*** SUPPLIED DATA Section Begins ***

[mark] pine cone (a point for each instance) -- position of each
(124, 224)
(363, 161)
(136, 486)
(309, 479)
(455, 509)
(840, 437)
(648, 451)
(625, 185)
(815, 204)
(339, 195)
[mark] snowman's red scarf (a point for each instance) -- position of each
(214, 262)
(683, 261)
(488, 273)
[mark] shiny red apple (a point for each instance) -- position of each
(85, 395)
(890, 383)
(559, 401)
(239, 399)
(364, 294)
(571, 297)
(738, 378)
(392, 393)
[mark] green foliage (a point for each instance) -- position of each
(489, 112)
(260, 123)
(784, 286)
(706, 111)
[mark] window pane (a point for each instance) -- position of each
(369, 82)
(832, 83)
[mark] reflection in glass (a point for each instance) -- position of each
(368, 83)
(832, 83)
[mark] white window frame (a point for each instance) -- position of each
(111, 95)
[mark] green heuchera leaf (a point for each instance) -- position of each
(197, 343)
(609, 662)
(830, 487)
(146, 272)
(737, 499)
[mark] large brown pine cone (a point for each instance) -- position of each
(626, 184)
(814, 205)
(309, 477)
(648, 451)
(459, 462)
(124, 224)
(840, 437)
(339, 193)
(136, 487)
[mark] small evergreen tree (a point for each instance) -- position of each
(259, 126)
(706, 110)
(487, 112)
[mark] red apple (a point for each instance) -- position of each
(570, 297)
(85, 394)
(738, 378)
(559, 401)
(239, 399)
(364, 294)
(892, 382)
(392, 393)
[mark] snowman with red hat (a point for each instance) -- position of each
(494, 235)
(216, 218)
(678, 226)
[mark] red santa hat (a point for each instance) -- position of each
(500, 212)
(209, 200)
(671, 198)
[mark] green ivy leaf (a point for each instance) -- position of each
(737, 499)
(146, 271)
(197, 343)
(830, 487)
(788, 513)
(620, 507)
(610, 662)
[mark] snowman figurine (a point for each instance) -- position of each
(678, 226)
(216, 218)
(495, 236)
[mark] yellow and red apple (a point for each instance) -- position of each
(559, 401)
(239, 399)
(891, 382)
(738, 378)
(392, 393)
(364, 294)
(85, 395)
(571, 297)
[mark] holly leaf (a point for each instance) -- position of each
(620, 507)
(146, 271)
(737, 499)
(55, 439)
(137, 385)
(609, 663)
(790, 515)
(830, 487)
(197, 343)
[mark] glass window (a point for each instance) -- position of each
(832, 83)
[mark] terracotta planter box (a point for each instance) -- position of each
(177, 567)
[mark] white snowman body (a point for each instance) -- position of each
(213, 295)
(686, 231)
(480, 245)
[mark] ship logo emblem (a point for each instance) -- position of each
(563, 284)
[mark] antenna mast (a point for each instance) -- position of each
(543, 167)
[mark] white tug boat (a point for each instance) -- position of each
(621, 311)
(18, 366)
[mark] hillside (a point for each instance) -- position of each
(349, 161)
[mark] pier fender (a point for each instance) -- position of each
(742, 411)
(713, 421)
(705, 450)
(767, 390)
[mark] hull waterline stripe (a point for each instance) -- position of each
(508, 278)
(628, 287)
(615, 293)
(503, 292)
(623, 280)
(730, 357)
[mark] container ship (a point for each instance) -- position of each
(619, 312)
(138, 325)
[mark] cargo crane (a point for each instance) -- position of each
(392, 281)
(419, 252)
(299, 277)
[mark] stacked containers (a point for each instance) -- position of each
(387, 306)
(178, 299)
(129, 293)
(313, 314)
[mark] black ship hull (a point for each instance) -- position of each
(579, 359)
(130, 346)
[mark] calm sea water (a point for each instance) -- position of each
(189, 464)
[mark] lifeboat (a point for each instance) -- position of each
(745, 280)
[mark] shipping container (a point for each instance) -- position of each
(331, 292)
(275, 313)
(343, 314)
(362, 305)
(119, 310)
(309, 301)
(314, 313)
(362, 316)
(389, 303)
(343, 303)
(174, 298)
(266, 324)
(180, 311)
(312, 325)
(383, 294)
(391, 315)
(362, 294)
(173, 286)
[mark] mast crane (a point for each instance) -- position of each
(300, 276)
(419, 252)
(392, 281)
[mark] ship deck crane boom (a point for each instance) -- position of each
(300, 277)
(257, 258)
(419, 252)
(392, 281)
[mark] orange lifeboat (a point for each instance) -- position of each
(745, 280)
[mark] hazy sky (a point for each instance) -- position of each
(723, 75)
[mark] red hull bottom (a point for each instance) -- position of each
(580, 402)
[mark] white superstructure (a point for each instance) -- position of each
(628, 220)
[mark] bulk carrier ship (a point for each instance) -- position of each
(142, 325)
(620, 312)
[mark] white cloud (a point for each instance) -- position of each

*** SUPPLIED DATA Section Ends ***

» **EXERCISE DIRECTIONS**: Reproduce the entries above exactly, every line included.

» **OUTPUT OF THE TASK**:
[mark] pine cone (a point for each instance) -- position of each
(124, 224)
(363, 161)
(136, 486)
(309, 479)
(455, 509)
(840, 437)
(648, 451)
(625, 185)
(815, 204)
(339, 195)
[mark] snowman's red scarf (a point for each instance) -- position of each
(214, 262)
(683, 261)
(488, 273)
[mark] shiny red apple (a point for each instance) -- position of each
(85, 395)
(890, 383)
(559, 401)
(239, 399)
(364, 294)
(571, 297)
(738, 378)
(392, 393)
[mark] green foliage (a point for each instance) -- position of each
(489, 112)
(260, 123)
(784, 286)
(706, 111)
[mark] window pane (a point for each instance) -- position of each
(369, 82)
(832, 83)
[mark] reflection in glass (a point for each instance) -- position of each
(368, 83)
(832, 83)
[mark] white window frame (a point for each instance) -- position of each
(111, 95)
[mark] green heuchera leaf (a point for each instance) -- position of each
(197, 343)
(609, 662)
(830, 487)
(146, 272)
(737, 499)
[mark] large brown pine cone (a point for each instance) -- position of each
(626, 184)
(814, 205)
(309, 477)
(648, 451)
(459, 462)
(124, 224)
(840, 437)
(339, 193)
(136, 487)
[mark] small evergreen tree (a point for each instance) -- position of each
(259, 126)
(706, 110)
(487, 112)
[mark] red apple (a point for each instance) -- position of each
(570, 297)
(85, 394)
(738, 378)
(559, 401)
(239, 399)
(364, 294)
(892, 382)
(392, 393)
[mark] snowman with red hat (a point for each instance) -- position of each
(494, 235)
(216, 218)
(678, 226)
[mark] red santa hat (a point for each instance) -- position of each
(500, 212)
(209, 200)
(671, 198)
[mark] green ivy leaf (a point for each instance) -- position of each
(737, 499)
(146, 271)
(197, 343)
(830, 487)
(788, 513)
(620, 507)
(610, 662)
[mark] snowman figurine (a point for each instance) -- position of each
(678, 226)
(216, 218)
(495, 236)
[mark] yellow and red apple (a point for each instance) -- position of each
(559, 401)
(239, 399)
(891, 382)
(738, 378)
(392, 393)
(364, 294)
(85, 395)
(571, 297)
[mark] holly leaf (a point for each instance) -- position of each
(620, 507)
(146, 271)
(737, 499)
(55, 439)
(137, 385)
(609, 663)
(790, 515)
(830, 487)
(197, 343)
[mark] glass window (a point for each instance) -- position of each
(832, 83)
[mark] terracotta planter box (a point for each instance) -- position of each
(177, 567)
[mark] white snowman body (a point for each instance) -- position of each
(213, 295)
(686, 231)
(480, 245)
[mark] ship logo emblem (a point for each instance) -- position of each
(563, 284)
[mark] antenna mast (a point for each instance) -- position of each
(543, 167)
[mark] white tug boat (a point for each instance) -- position of each
(621, 311)
(18, 366)
[mark] hillside (a point for each instance) -- position of each
(349, 161)
[mark] pier fender (a point for each instance) -- position of each
(742, 411)
(713, 421)
(705, 450)
(767, 390)
[mark] hull waterline stripe (a point for each instance) -- position of each
(508, 278)
(628, 287)
(615, 293)
(503, 292)
(623, 280)
(730, 357)
[mark] container ship (a point for each instance) -- position of each
(619, 312)
(138, 325)
[mark] cargo crane (a point for each instance) -- position of each
(392, 281)
(419, 252)
(299, 277)
[mark] stacked containers (a point for each instance) -- position of each
(387, 306)
(178, 299)
(129, 293)
(313, 314)
[mark] black ship hull (a point for each instance) -- position of each
(579, 359)
(130, 346)
[mark] calm sea water (a point for each instance) -- position of each
(189, 464)
[mark] lifeboat (a point for each instance) -- position of each
(745, 280)
[mark] shipping container (a point for each instance) -- position of each
(331, 292)
(275, 313)
(343, 314)
(362, 305)
(119, 310)
(309, 301)
(314, 313)
(362, 316)
(389, 303)
(343, 303)
(174, 298)
(266, 324)
(180, 311)
(312, 325)
(383, 294)
(391, 315)
(362, 294)
(173, 286)
[mark] mast crane (a point for each instance) -- position of each
(300, 276)
(419, 252)
(392, 281)
[mark] ship deck crane boom (a point for each instance) -- position of each
(300, 277)
(257, 258)
(419, 252)
(392, 281)
[mark] orange lifeboat (a point for each instance) -- position of each
(745, 280)
[mark] hazy sky (a point for each instance) -- position of each
(723, 75)
[mark] red hull bottom (a point for each instance) -- position of each
(580, 402)
[mark] white superstructure (a point for each instance) -- position of each
(628, 220)
[mark] bulk carrier ship (a point for each instance) -- position of each
(142, 325)
(620, 312)
[mark] white cloud (a point for each instance) -- position of each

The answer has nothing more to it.